### Data to use:
#####

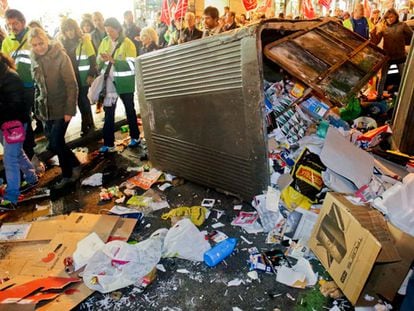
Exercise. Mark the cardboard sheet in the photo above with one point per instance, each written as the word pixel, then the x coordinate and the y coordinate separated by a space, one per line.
pixel 42 253
pixel 75 222
pixel 345 159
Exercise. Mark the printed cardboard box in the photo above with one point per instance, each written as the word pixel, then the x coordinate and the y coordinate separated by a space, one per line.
pixel 350 240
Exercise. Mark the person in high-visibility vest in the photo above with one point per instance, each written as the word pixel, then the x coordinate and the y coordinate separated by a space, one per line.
pixel 16 46
pixel 118 52
pixel 80 49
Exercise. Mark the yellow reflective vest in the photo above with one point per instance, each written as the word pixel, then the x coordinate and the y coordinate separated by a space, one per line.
pixel 124 66
pixel 21 57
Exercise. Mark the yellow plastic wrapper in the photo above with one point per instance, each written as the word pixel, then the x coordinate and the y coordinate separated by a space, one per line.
pixel 197 214
pixel 294 199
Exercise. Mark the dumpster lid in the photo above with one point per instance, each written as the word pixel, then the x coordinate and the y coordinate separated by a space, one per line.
pixel 332 60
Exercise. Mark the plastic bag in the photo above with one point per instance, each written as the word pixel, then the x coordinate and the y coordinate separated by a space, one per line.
pixel 96 88
pixel 119 264
pixel 185 241
pixel 13 132
pixel 352 110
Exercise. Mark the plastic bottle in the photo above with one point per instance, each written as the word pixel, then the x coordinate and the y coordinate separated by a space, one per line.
pixel 219 252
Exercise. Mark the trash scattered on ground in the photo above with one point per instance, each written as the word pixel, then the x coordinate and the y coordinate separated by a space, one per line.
pixel 219 252
pixel 94 180
pixel 209 203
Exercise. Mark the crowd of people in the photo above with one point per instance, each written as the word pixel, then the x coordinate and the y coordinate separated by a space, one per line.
pixel 45 77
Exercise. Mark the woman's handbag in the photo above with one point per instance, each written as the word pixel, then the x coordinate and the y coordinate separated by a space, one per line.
pixel 13 132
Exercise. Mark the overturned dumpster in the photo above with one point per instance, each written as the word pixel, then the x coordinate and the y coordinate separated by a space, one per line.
pixel 205 113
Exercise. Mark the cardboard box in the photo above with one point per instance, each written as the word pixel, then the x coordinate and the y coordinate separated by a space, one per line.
pixel 355 244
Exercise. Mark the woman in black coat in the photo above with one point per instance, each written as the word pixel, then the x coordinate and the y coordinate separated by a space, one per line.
pixel 13 122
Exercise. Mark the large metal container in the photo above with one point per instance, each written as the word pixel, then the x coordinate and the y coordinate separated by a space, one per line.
pixel 202 102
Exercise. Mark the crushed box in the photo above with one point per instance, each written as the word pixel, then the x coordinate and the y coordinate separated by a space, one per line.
pixel 361 251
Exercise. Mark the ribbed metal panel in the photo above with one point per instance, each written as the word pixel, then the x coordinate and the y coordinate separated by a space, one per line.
pixel 202 110
pixel 191 70
pixel 206 166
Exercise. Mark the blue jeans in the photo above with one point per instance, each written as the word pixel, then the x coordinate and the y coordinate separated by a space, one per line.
pixel 55 131
pixel 408 302
pixel 15 160
pixel 109 123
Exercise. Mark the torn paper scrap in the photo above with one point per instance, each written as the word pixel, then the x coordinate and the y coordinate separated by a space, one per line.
pixel 94 180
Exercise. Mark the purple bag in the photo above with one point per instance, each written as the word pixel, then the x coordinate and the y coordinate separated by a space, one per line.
pixel 13 132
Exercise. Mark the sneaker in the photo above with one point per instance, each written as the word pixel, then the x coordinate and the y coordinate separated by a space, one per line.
pixel 63 183
pixel 134 143
pixel 6 205
pixel 25 186
pixel 105 149
pixel 99 107
pixel 76 171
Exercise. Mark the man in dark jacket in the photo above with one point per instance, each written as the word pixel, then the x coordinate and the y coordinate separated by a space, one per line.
pixel 12 109
pixel 16 46
pixel 191 32
pixel 230 22
pixel 161 29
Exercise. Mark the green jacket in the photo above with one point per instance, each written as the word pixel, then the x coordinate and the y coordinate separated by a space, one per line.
pixel 21 57
pixel 124 67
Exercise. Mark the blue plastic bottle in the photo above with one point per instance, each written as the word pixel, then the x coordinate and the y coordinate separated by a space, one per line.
pixel 219 252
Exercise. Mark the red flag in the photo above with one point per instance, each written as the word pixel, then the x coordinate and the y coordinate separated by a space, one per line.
pixel 180 9
pixel 249 4
pixel 263 5
pixel 308 10
pixel 367 9
pixel 325 3
pixel 4 5
pixel 165 12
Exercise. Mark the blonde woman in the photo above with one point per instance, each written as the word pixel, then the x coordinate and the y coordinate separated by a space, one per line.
pixel 55 99
pixel 149 39
pixel 116 56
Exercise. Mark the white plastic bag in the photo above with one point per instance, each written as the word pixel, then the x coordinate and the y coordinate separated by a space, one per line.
pixel 185 241
pixel 96 88
pixel 119 264
pixel 268 218
pixel 398 204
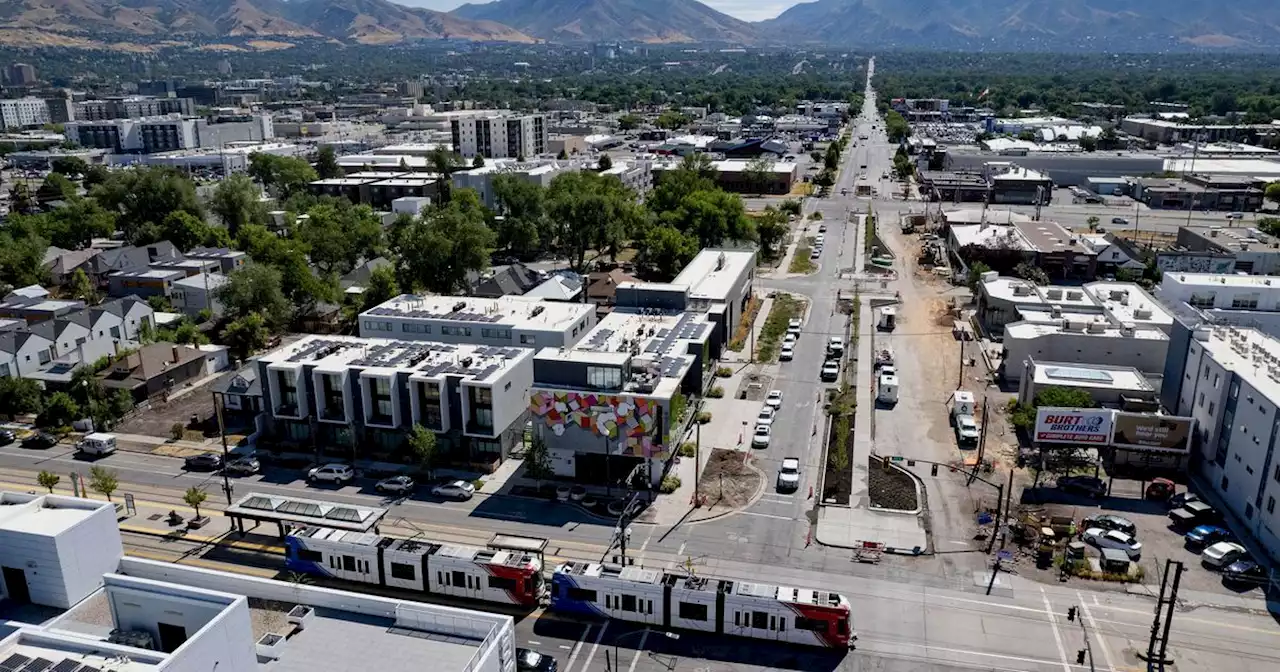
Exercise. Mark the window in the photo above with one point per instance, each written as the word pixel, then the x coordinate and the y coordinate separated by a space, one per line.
pixel 581 594
pixel 502 583
pixel 604 376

#####

### Work task:
Each entry must be retyped word for word, with every image omitted.

### Task result:
Exercise. Mark the cardboard sheet in the photo above with one point per instance, each written as the word pixel, then the x coordinate and the y coordinate separated by a space, one per line.
pixel 42 253
pixel 75 222
pixel 345 159
Exercise. Mark the printed cardboard box in the photo above with one point per instance, each written as the word pixel, then the x coordinate and the y coordinate separated by a space, one per line.
pixel 350 240
Exercise. Mark the person in high-visibility vest in the photo above with one point per instance, each written as the word pixel, then the x coordinate and the y coordinate separated by a space, one per line.
pixel 16 46
pixel 118 52
pixel 80 49
Exercise. Mark the yellow reflective vest in the photo above with one point per instance, each written as the word pixel, then the x coordinate and the y coordinate separated by a space, one per line.
pixel 124 66
pixel 21 57
Exercise. Mark the yellow plastic wrapper in the photo above with one point per instance, each written as the word pixel, then the x coordinate and the y coordinate separated by a space, one per line.
pixel 197 214
pixel 294 199
Exercise. Mark the dumpster lid in the photo above with one point per instance, each written as the word pixel, then the x coordinate and the y coordinate separated by a space, one per line.
pixel 332 60
Exercise. Mark the plastic bag in the photo above with one point per instance, each written as the word pixel, then the x coordinate and the y coordinate separated by a space, one per line.
pixel 96 88
pixel 119 264
pixel 185 241
pixel 13 132
pixel 352 110
Exercise. Mark the plastic bottle in the photo above with one point per instance, each written as the word pixel, then the x coordinate and the y coordinate separated by a space, one per line.
pixel 219 252
Exercise. Mark the trash scattered on ground in the photo above with one point per instance, each written as the word pixel, then the x coordinate and the y coordinate separated by a space, one per line.
pixel 219 252
pixel 94 180
pixel 209 203
Exercise. Mark the crowd of people in the photo above with one point per instance, each written as the word pixel, then the x coordinate and the y coordinate separated by a space, one per line.
pixel 45 77
Exercise. Mark the woman's handbag in the photo above with one point per instance, each written as the word pixel, then the x coordinate and the y coordinate separated by a space, one per line.
pixel 13 132
Exercise. Mark the overturned dumpster in the photo above with one point per instance, each written as the word pixel, then the x coordinate and the y coordinate separated by a space, one per line.
pixel 205 113
Exercise. Mark the cardboard box in the photo above with one point per instance, each written as the word pixel, then the x coordinate and the y coordinate separated by a space, one per line.
pixel 355 244
Exercise. Mark the woman in black coat in the photo above with one point per instance, each written as the word pixel, then the x coordinate and the y coordinate separated by a space, one per line.
pixel 13 122
Exercise. Mark the large metal container in the photo above with one point per instance, each written as the word pixel, then the x coordinate and the y coordinate separated by a space, one per line.
pixel 202 102
Exercise. Mark the crushed box in the photo above with one point per instance, each written as the word pixel, then the x coordinate and the y coordinate separated by a space, one per line.
pixel 361 251
Exercise. Mark the ribbed metal panel in the photo above with one point per instance, each written as the word pixel, then the x coordinate and the y coordinate separated by a space, one per line.
pixel 202 110
pixel 191 70
pixel 206 166
Exercise. Mark the blue jeans in the photo above with one point per instance, each written as the word pixel, then the x coordinate and the y coordinate separated by a space, one per line.
pixel 55 131
pixel 408 302
pixel 15 160
pixel 109 123
Exercise. Mark the torn paper scrap in the photo above with one point per instance, each written as the word pixel, then the x coordinate and the y coordinate separated by a space, one per line.
pixel 94 180
Exercise. Mark the purple bag in the photo above with one point per instance, each written as the word pixel, then the x coordinate and the y coordinate separated by a space, one per line.
pixel 13 132
Exercise. Mark the sneaker in the photo above with one point per instance, each written as the word pixel, then the x coordinate and the y coordinate separated by a space, one per line.
pixel 63 183
pixel 134 143
pixel 6 205
pixel 25 186
pixel 105 149
pixel 99 107
pixel 76 171
Exercise. Mark the man in dark jacket in the photo above with one point per instance, each written as the word pixel, then the x coordinate and the y coordinate separated by a space, one per line.
pixel 12 109
pixel 16 46
pixel 191 32
pixel 230 22
pixel 161 29
Exercise. Mark the green jacket in the photo above with one point per instance, each written as the word pixel, then the x coordinate and the y coordinate separated by a space, one per line.
pixel 21 57
pixel 124 67
Exercise. Mark the blue plastic bottle in the photo above with one point per instance, each written as the word pixel, then the x coordinate and the y coordinate separated by a space, one per line.
pixel 219 252
Exercise. Mark the red flag in the photo above with one point per instance, each written as the word pixel, then the x coordinate and the y coordinate separated by a space, one per line.
pixel 180 9
pixel 249 4
pixel 263 5
pixel 308 10
pixel 367 9
pixel 325 3
pixel 4 5
pixel 165 12
Exercise. Mark the blonde woman in the photo above with one point per instance, each written as the word pixel, then the x coordinate and the y coordinate separated by a space, one per line.
pixel 55 99
pixel 149 39
pixel 116 56
Exercise. Mark the white plastic bag in the photo above with one point per instance, each written as the word pixel, then the x coordinate and the y coordinate separated by a space, one per line.
pixel 185 241
pixel 96 88
pixel 119 264
pixel 268 218
pixel 398 204
Exercise. Mark the window in the photo above with one point per instance, each written as the word pixel, then the x coordinate and the y coordinate separated by a space, one per line.
pixel 581 594
pixel 502 583
pixel 604 376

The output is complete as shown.